> [Given exercise a]:
Condense the paragraph beginning "(c) How different types of instructional methods" in the forum post below into a short bulleted list, keeping its main facts.

> [Given text]:
....
Mr.-Dr. Ashman, Mr. Jay, & Mr. F., please allow me to wade into the coversation here. (Sorry if I used mistaken courtesy nouns of address there!)
Thank you! Thank you all for letting me barge in and for your comments.
This is a potentially fruitful conversation, so I'm glad to be able to participate.
Mr.-Dr. Ashman, I think your post includes important points. Those points include (but are not limited to) these:
(a) The influence of standard deviations on ESs (especially when the SDs for compared measures differ; as you rightly note, under that condition, one should use a pooled SD) must be considered; if one changes the denominator of a fraction (e.g., an ES), that makes a difference.
(b) Selection of samples (randomly chosen from what population?) and assignment to conditions (randomly assigned?) can influence outcomes of an study, whether it is a quasi-experiment or even an "randomized control trial"...just how are students randomized into groups (i.e., conditions)? Sequential coin flips or rolls of the dice? Stratefied on some basis (e.g., pretest)? Etc.
(c) How different types of instructional methods might be tested can make differences. Pre- vs. post-test studies might (probably will!) produce different outcomes than RCTs. Correlational (i.e., descriptive studies) are likely to produce different (and more widely variable) ESs than other types of studies.
....
> [Records for the exercise]:
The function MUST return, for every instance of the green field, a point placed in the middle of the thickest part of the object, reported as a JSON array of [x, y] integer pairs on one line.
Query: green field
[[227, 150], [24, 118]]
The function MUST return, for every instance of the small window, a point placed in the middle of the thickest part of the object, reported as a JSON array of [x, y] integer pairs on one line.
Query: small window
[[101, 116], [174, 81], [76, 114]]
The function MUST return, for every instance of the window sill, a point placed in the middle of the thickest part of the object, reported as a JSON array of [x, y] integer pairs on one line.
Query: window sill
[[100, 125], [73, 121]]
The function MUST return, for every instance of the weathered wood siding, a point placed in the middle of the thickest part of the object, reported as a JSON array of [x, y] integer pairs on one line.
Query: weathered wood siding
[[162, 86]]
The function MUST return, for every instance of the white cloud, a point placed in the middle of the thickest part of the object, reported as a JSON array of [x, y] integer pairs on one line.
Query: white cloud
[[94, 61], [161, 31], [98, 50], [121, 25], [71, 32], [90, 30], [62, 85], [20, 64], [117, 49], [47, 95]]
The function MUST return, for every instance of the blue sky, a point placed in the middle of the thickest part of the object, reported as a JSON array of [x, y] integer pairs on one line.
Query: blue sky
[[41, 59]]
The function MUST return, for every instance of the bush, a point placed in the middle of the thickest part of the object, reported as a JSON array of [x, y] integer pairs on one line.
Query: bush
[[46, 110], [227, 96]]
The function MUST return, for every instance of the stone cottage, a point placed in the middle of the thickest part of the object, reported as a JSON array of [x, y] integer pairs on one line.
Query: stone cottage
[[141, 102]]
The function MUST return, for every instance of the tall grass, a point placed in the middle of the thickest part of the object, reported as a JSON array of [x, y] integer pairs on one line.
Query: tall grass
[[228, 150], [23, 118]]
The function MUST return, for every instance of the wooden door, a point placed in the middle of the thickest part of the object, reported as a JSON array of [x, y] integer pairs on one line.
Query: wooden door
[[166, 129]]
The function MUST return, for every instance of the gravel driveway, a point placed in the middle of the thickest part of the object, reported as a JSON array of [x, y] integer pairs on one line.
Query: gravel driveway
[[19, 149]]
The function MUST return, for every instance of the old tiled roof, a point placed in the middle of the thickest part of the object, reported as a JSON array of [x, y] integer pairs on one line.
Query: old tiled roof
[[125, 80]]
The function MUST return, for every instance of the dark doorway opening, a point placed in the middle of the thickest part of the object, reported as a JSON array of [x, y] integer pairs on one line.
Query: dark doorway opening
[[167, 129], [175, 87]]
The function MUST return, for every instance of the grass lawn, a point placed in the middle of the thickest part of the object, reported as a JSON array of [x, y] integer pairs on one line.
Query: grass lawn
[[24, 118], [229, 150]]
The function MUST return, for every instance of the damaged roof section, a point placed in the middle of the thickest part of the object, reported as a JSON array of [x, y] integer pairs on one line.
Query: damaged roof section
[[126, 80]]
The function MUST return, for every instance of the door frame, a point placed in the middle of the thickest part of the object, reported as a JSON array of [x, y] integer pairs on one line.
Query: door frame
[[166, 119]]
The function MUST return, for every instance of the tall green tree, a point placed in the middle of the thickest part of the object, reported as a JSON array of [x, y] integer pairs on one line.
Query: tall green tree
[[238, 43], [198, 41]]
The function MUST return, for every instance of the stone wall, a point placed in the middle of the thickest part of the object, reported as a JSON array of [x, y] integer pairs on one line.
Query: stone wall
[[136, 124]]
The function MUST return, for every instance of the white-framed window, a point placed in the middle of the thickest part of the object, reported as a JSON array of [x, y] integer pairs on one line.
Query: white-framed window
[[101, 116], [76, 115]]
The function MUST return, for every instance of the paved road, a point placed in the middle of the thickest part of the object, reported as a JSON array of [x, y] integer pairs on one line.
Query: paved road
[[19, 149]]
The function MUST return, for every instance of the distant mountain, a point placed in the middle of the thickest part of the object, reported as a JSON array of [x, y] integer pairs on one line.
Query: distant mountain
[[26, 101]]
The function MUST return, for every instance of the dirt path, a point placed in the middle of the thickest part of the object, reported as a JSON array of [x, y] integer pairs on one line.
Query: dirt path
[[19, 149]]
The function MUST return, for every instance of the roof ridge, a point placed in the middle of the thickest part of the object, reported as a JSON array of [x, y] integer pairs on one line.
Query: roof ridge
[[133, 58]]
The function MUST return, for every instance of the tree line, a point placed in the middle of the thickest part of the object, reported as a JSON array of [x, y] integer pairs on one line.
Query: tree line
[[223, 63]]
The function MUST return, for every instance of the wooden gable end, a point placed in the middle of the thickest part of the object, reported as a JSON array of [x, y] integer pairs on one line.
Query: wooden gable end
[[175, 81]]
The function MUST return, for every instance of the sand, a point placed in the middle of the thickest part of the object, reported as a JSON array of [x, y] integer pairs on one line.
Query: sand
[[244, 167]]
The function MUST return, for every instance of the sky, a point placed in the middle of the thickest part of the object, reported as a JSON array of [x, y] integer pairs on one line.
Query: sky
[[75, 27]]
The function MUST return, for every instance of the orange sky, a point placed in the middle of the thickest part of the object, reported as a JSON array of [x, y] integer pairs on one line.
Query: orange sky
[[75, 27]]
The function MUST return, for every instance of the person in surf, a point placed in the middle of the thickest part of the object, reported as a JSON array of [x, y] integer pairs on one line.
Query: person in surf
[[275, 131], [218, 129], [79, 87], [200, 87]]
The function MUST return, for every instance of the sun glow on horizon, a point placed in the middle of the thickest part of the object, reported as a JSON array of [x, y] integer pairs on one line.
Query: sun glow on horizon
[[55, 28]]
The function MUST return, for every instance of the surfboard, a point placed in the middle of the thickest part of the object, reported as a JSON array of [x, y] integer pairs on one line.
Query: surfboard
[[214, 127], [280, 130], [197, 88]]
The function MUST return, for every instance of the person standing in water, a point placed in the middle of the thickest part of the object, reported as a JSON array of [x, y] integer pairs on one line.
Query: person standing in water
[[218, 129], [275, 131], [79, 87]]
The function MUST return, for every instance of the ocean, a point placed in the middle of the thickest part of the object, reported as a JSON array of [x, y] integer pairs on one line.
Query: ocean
....
> [Given exercise b]:
Reproduce the records from their first line through the line containing "49], [47, 95]]", both ends included. Keep the requests and add 112 to every coordinate in the answers.

> [Task answer a]:
- The way instructional methods are tested can change results.
- Pre- vs. post-test studies will probably produce different outcomes than RCTs.
- Correlational (descriptive) studies are likely to yield different, more widely variable ESs than other study types.

> [Task answer b]:
The function MUST return, for every instance of the green field, a point placed in the middle of the thickest part of the object, reported as a JSON array of [x, y] integer pairs on one line.
Query: green field
[[339, 262], [136, 230]]
The function MUST return, for every instance of the small window, a point placed in the middle of the thickest part of the object, reported as a JSON array of [x, y] integer pairs on one line.
Query: small window
[[213, 228], [286, 193], [188, 226]]
The function MUST return, for every instance of the window sill, a point placed in the middle of the thickest part of the object, reported as a JSON array of [x, y] integer pairs on one line.
Query: window sill
[[212, 237], [185, 233]]
The function MUST return, for every instance of the weathered wood siding, a point placed in the middle of the thickest part of the object, reported as a JSON array of [x, y] integer pairs on one line.
Query: weathered wood siding
[[274, 198]]
The function MUST return, for every instance of the white cloud, a point placed in the middle of the thickest part of the object, reported as a JSON array of [x, y] integer pairs on one line.
Query: white cloud
[[206, 173], [273, 143], [210, 162], [233, 137], [183, 144], [202, 142], [174, 197], [132, 176], [229, 161], [159, 207]]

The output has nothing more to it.